# TASK DIRECTIONS
Write out the whole listing again, switching every "instance" to "occurrence" and leaving all else unchanged. Leave the pictures out of your answer.

▬▬▬▬▬▬

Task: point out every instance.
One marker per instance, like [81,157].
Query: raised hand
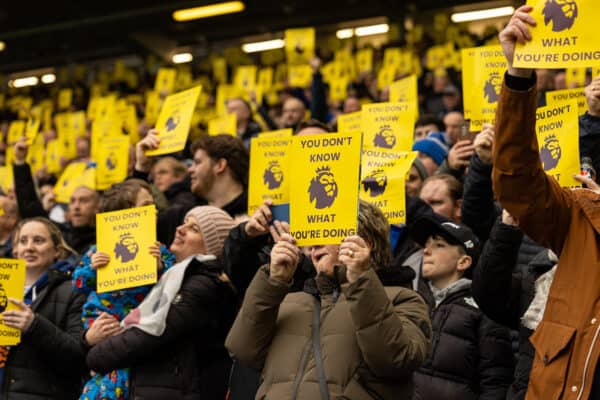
[354,253]
[284,259]
[517,30]
[20,319]
[99,259]
[104,326]
[149,142]
[484,142]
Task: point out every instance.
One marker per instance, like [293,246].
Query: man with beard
[219,177]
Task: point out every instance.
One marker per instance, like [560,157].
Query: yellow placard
[269,173]
[12,284]
[405,91]
[435,57]
[75,175]
[557,96]
[299,75]
[265,78]
[92,107]
[52,157]
[388,125]
[126,235]
[382,182]
[219,65]
[565,35]
[32,128]
[299,45]
[338,89]
[364,60]
[66,135]
[65,99]
[383,176]
[324,194]
[129,123]
[6,178]
[111,163]
[245,77]
[385,77]
[105,108]
[482,72]
[16,131]
[280,133]
[350,122]
[557,128]
[224,124]
[575,77]
[78,123]
[391,57]
[165,80]
[35,154]
[153,105]
[174,121]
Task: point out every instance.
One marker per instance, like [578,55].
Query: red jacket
[567,341]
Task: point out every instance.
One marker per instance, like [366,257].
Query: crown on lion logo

▬▬▬▬▬▬

# FULL ANSWER
Task: point out every occurrence.
One marker per occurrence, like [81,157].
Query: raised hand
[354,253]
[284,259]
[517,30]
[20,319]
[99,259]
[104,326]
[149,142]
[484,142]
Task: point out every occurrence.
One marker per occurrence, like [293,246].
Query: man with beard
[219,177]
Task: point out every occurrence.
One marker per occurrence, like [560,157].
Query: yellow placard
[269,173]
[12,284]
[405,91]
[435,57]
[75,175]
[557,96]
[299,75]
[265,78]
[92,107]
[52,157]
[388,125]
[126,235]
[382,182]
[219,65]
[565,35]
[32,128]
[299,45]
[338,89]
[364,60]
[66,135]
[65,99]
[383,176]
[324,194]
[129,123]
[6,178]
[111,163]
[245,77]
[385,77]
[105,108]
[482,72]
[16,131]
[280,133]
[350,122]
[557,128]
[224,124]
[575,77]
[78,123]
[391,57]
[165,80]
[35,154]
[153,105]
[174,121]
Task: point out every occurrence.
One marker per occurrence, like [578,55].
Query: red jacket
[567,341]
Task: point out every occurrence.
One marker per occurrence, like [366,257].
Query: crown on lion logo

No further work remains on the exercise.